> [WORK TO COMPLETE]:
[A] In the leg training text, turn the paragraph that begins "By combining the Romanian dead" into a short bulleted list that keeps its main facts.
[B] Carry the leg training text forward from its last sentence.

> [QUOTED PASSAGE]:
* * * *

Perfect 10 Quad Workout
|Leg Extension||2||15-20 (warm-up)|
|Barbell Squat||5||15, 12, 10, 8, 6|
|Leg Press or Hack Squat||4||12, 12, 10, 10|
9) Hamstrings: Romanian Deadlift
If lying, seated or one-leg curls are the hamstring options you rely on exclusively, you're missing out on some massive gains. All those aforementioned moves work the hams at the knee joint -- to work the muscle from the hip too, you need the Romanian deadlift.
By combining the Romanian dead with a curl in a routine, as we do below, you create a complete workout, one that will develop your hamstrings from top to bottom. On the Romanian, be sure you keep the barbell as close to your body as you can on the ascent and descent, and tighten your lower back and abdominals for stability and protection of the spine.

* * * *

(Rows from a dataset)
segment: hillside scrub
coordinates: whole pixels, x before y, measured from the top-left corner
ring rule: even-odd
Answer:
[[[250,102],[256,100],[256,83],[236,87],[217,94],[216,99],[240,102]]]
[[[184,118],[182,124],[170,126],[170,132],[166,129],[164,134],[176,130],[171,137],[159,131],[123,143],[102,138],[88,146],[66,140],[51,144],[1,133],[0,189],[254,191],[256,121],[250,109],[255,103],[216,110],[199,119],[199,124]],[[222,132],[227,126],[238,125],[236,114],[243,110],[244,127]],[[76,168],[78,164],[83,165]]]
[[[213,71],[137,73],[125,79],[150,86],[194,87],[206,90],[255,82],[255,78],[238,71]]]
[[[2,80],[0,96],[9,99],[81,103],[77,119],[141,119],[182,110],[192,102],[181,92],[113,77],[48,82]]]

* * * *

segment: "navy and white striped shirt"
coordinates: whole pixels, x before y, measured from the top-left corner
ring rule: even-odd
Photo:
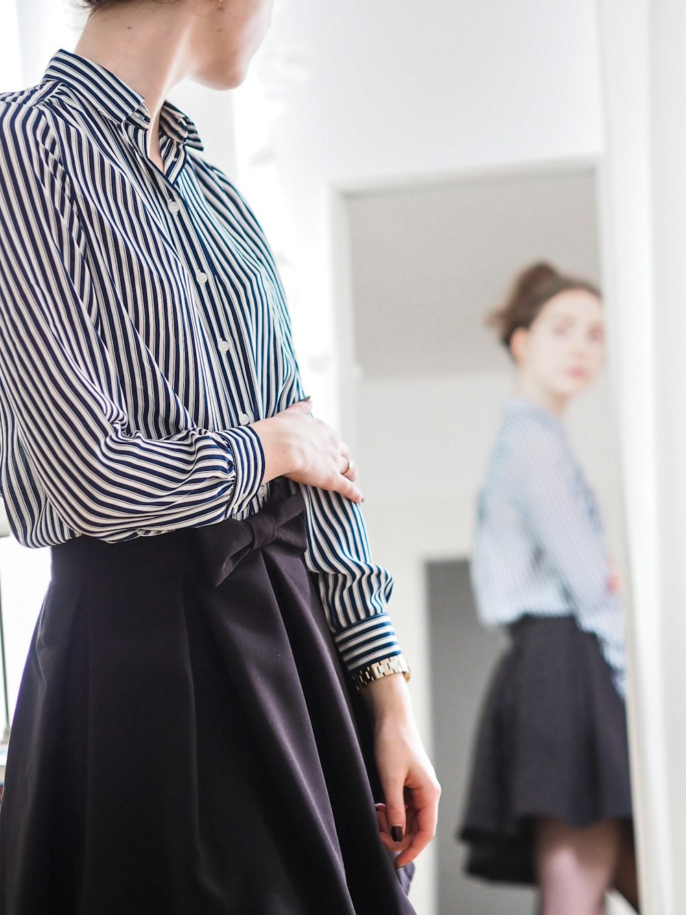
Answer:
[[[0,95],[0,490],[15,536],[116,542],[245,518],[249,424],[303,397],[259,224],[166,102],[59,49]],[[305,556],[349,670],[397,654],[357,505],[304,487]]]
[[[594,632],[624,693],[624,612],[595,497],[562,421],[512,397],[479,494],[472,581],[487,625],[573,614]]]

* * * *

> [REPLIES]:
[A]
- Pairing the Romanian deadlift with a curl in one routine makes a complete workout that builds the hamstrings from top to bottom.
- On the Romanian deadlift, keep the barbell as close to your body as you can, both going up and coming down.
- Tighten your lower back and abs for stability and to protect your spine.

[B]
Perfect 10 Hamstrings Workout
|Seated Leg Curl||2||15-20 (warm-up)|
|Romanian Deadlift||4||15, 12, 12, 10|
|Lying Leg Curl or One-Leg Curl||4||10-12|
10) Calves: Standing Calf Raise
For complete calves, you need to incorporate both a standing and seated calf raise into your workouts. But as far as a ranking of the best overall calf exercise, the standing version wins in a landslide. That's because it engages the largest muscle on the back of your legs, the gastrocnemius. The seated raise works the soleus, which is smaller but still important if you want the best set of calves you can possibly build.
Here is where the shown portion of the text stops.